## Testo fornito
Sentenza di Cassazione Penale Sez. 3 Num. 6596 Anno 2025
Penale Sent. Sez. 3 Num. 6596 Anno 2025
Presidente: COGNOME
Relatore: COGNOME
Data Udienza: 11/02/2025
SENTENZA
sul ricorso proposto dal NOME COGNOME nato in Marocco il 04/09/1984; nel procedimento a carico del medesimo; avverso la ordinanza del 22/10/2024 del tribunale di Potenza; visti gli atti, il provvedimento impugnato e il ricorso; udita la relazione svolta dal consigliere NOME COGNOME letta la requisitoria del Sost. Procuratore Generale dr. NOME COGNOME che ha chiesto l’inammissibilità del ricorso; COGNOME COGNOME che ha insistito per lette le conclusioni del difensore avv.to l’accoglimento del ricorso.
RITENUTO IN FATTO E CONSIDERATO IN DIRITTO
Con ordinanza di cui in epigrafe, il tribunale del riesame di Potenza, adito con atto di appello nell’interesse di NOME avverso il rigetto della richiesta di revoca della misura della custodia in carcere disposta in ordine a reati in materia di stupefacenti, confermava l’impugnata ordinanza.
Avverso la predetta sentenza COGNOME mediante il proprio difensore ha proposto, con due motivi, ricorso per cassazione.
Deduce con il primo vizi di violazione di legge e di motivazione, lamentando, con riguardo alle esigenze cautelari, la circostanza per cui il
tribunale avrebbe trascurato la rilevanza, ai fini in esame, delle intervenute due sentenze con le quali è stata esclusa la sussistenza del reato di cui all’art. 74 del DPR 309/90 nei confronti degli imputati, tra cui il ricorrente, che rispondeva in concorso con gli stessi, così che gli effetti delle predette sentenze assolutorie si sarebbero estesi anche in ordine alla partecipazione del ricorrente all’associazione, elidendo anche le esigenze cautelari.
COGNOME Con il secondo motivo deduce vizi di violazione di legge e di motivazione, in relazione alla attualità e concretezza delle esigenze cautelari, alla luce delle due sentenze sopra già citate, Si aggiunge che l’attualità del pericolo non va ad assumere il significato equivalente a quello della imminenza del pericolo di commissione di altri reati.

## Istruzioni di lavoro
a – Trascrivi la parte della sentenza che si apre con le parole contenenti "RITENUTO IN FATTO" e si chiude con "ricorso per cassazione.", rinominando "ordinanza" in "provvedimento".
b – Secondo la sentenza, con quanti motivi è stato proposto il ricorso per cassazione?
c – Stabilisci se le seguenti affermazioni concordano con la sentenza, rispondendo sì o no e citando le parole decisive: (i) il Sostituto Procuratore Generale ha chiesto l'inammissibilità del ricorso; (ii) la custodia in carcere era stata disposta per reati in materia di stupefacenti; (iii) nel secondo motivo si sostiene che l'attualità del pericolo equivale all'imminenza del pericolo di commissione di altri reati.

## Dati forniti
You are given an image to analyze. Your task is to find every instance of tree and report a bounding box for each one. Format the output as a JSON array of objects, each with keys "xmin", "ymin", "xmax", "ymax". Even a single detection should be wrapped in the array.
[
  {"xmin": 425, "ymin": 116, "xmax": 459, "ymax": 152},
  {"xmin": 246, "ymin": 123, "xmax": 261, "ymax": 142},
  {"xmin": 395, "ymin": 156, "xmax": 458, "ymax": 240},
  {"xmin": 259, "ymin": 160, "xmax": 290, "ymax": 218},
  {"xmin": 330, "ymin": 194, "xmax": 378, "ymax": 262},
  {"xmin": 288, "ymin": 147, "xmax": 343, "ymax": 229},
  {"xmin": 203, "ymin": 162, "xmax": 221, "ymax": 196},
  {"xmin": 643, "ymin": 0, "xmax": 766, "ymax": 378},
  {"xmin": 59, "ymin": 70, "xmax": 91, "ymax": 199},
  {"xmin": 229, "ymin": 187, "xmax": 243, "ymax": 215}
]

## In risposta
a –
RITENUTO IN FATTO E CONSIDERATO IN DIRITTO
Con provvedimento di cui in epigrafe, il tribunale del riesame di Potenza, adito con atto di appello nell’interesse di NOME avverso il rigetto della richiesta di revoca della misura della custodia in carcere disposta in ordine a reati in materia di stupefacenti, confermava l’impugnata provvedimento.
Avverso la predetta sentenza COGNOME mediante il proprio difensore ha proposto, con due motivi, ricorso per cassazione.

b – Con due motivi.

c –
(i) Sì: "che ha chiesto l’inammissibilità del ricorso".
(ii) Sì: "disposta in ordine a reati in materia di stupefacenti".
(iii) No: "l’attualità del pericolo non va ad assumere il significato equivalente a quello della imminenza del pericolo di commissione di altri reati".